PAGE EXCERPT:
▼▼▼

This web-exclusive Journal column highlights public policy initiatives at the federal- and state-level that impact the HIM profession, including news on AHIMA’s national and affiliated state advocacy initiatives, Congressional updates, news from federal regulatory agencies, public policy updates from state legislatures, and AHIMA’s public policy initiatives with other organizations.
By Sue Bowman, MJ, RHIA, CCS, FAHIMA
At the September meeting of the ICD-10 Coordination and Maintenance (C&M) Committee, members discussed ICD-10-CM proposals for codes for identification of specific synthetic opioids and revisions to the sepsis/severe sepsis codes. Other diagnosis code proposals included cytokine release syndrome, Chimeric Antigen Receptor T-cell (CAR-T) therapy status, DRESS syndrome, immunodeficiency status, stage 3 chronic kidney disease, cyclin-dependent kinase-like 5 (CDKL5) deficiency disorder, and electric scooter and other micro-mobility devices. Unless otherwise noted below, AHIMA supported these code proposals in our comment letter submitted to the National Center for Health Statistics (NCHS).
An expansion of subcategory T40.4, Poisoning by, adverse effect of and underdosing of other synthetic narcotics, was proposed to distinguish fentanyl or fentanyl analogs and tramadol. The rapid increases in illicit fentanyl and fentanyl analog deaths and high misuse of diverted pharmaceutical tramadol indicate the need to intensify efforts to reduce overdoses from these opioids. As public health researchers and practitioners strive to reduce opioid-related mortality and morbidity, surveillance data on synthetic opioid-specific codes (differentiating fentanyl or fentanyl analogs from tramadol) is critical because different preventive measures are required.

▲▲▲

TASKS AND EXERCISES:
**1)** Output everything in the ICD-10 meeting summary from "This web-exclusive Journal" down to "with other organizations.", word for word.
**2)** Carry the ICD-10 meeting summary forward by writing the passage that follows its last sentence.

Source data:
▼▼▼

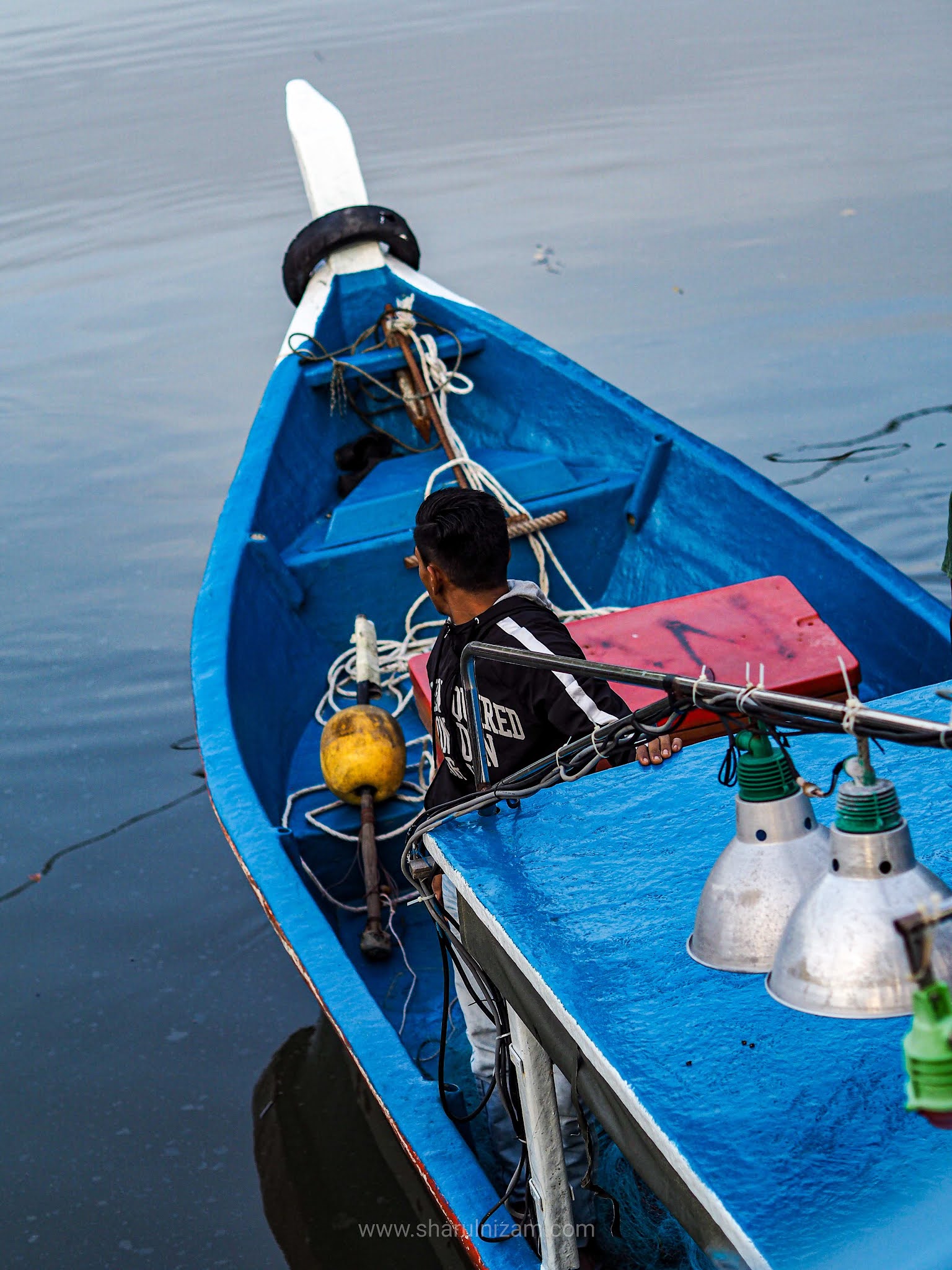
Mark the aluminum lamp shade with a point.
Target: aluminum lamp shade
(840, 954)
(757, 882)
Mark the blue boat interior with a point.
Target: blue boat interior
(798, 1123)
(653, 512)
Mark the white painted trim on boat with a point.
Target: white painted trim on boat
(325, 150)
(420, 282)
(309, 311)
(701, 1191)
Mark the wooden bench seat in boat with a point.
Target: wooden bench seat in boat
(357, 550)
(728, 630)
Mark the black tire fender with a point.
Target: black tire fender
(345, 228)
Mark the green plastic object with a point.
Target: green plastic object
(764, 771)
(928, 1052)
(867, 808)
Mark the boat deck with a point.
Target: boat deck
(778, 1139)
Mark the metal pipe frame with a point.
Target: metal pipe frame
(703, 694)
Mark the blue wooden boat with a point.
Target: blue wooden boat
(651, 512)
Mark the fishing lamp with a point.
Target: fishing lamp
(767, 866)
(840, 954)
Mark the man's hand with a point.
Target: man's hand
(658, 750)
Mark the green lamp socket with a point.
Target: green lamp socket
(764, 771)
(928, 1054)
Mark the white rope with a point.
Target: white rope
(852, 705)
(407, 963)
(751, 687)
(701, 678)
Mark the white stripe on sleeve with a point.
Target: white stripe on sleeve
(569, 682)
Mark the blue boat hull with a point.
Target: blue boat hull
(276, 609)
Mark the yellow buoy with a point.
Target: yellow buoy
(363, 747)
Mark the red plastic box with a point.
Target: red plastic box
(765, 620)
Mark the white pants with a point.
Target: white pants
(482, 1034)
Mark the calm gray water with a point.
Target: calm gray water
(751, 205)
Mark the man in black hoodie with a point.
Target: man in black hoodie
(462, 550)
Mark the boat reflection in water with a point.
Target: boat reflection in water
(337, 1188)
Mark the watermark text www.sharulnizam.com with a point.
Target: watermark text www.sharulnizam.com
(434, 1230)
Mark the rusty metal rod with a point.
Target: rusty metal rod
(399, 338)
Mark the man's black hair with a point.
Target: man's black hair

▲▲▲

ANSWERS BY ITEM NUMBER:
**1)**
This web-exclusive Journal column highlights public policy initiatives at the federal- and state-level that impact the HIM profession, including news on AHIMA’s national and affiliated state advocacy initiatives, Congressional updates, news from federal regulatory agencies, public policy updates from state legislatures, and AHIMA’s public policy initiatives with other organizations.

**2)**
Fentanyl and fentanyl analogs are highly potent opioids. Pharmaceutical fentanyl, prescribed as transdermal patches or lozenges, is approved for treating severe pain. Chemically identical counterfeit fentanyl, as well as carfentanil and other fentanyl analogs not approved for human use, are sold through illegal drug markets for their opioid-like effect. They are often combined with heroin, cocaine, and other substances, or mixed with fillers and pressed into counterfeit opioid pills. Law enforcement reports have indicated that clandestinely produced fentanyl and fentanyl analog products are causing increases in synthetic opioid overdoses. Misuse of tramadol, an opioid analgesic approved for the treatment of moderate to moderately severe pain in adults, can cause serious problems including overdose and death. Tramadol is commonly diverted and abused by narcotic addicts, chronic pain patients, and health professionals.
Revisions to the codes for sepsis and severe sepsis were proposed in order to update the classification and improve the accuracy and consistency of coded data. The proposal included the deletion of subcategory R65.2, Severe sepsis, and code R65.11, Systemic inflammatory response syndrome (SIRS) of non-infectious origin with acute organ dysfunction. New code R57.2, Septic shock would be created. AHIMA recommended retaining code R65.11. Because code R65.10, Systemic inflammatory response syndrome (SIRS) of noninfectious origin without acute organ dysfunction, is not being deleted as part of this proposal, a code for SIRS of noninfectious origin with acute organ dysfunction is still needed. AHIMA also recommended that a unique code or subcategory be created for viral sepsis.
Cytokine release syndrome is a condition that may occur after treatment with some types of immunotherapy, such as monoclonal antibodies and CAR T-cell therapy. This syndrome is caused by a large, rapid release of cytokines into the blood from immune cells affected by the immunotherapy. Two code options were presented—one involving the creation of a single unique code and the other involving several new codes identifying the specific grade. AHIMA’s comments supported the option involving grade-specific codes. A new status code was also proposed to track patients who have received CAR-T cell therapy in the past. While AHIMA supported creation of a code for CAR-T status, we recommended that the new code be created in subcategory Z92.8, Personal history of other medical treatment, rather than in sub-subcategory Z98.89, Other specified postprocedural states.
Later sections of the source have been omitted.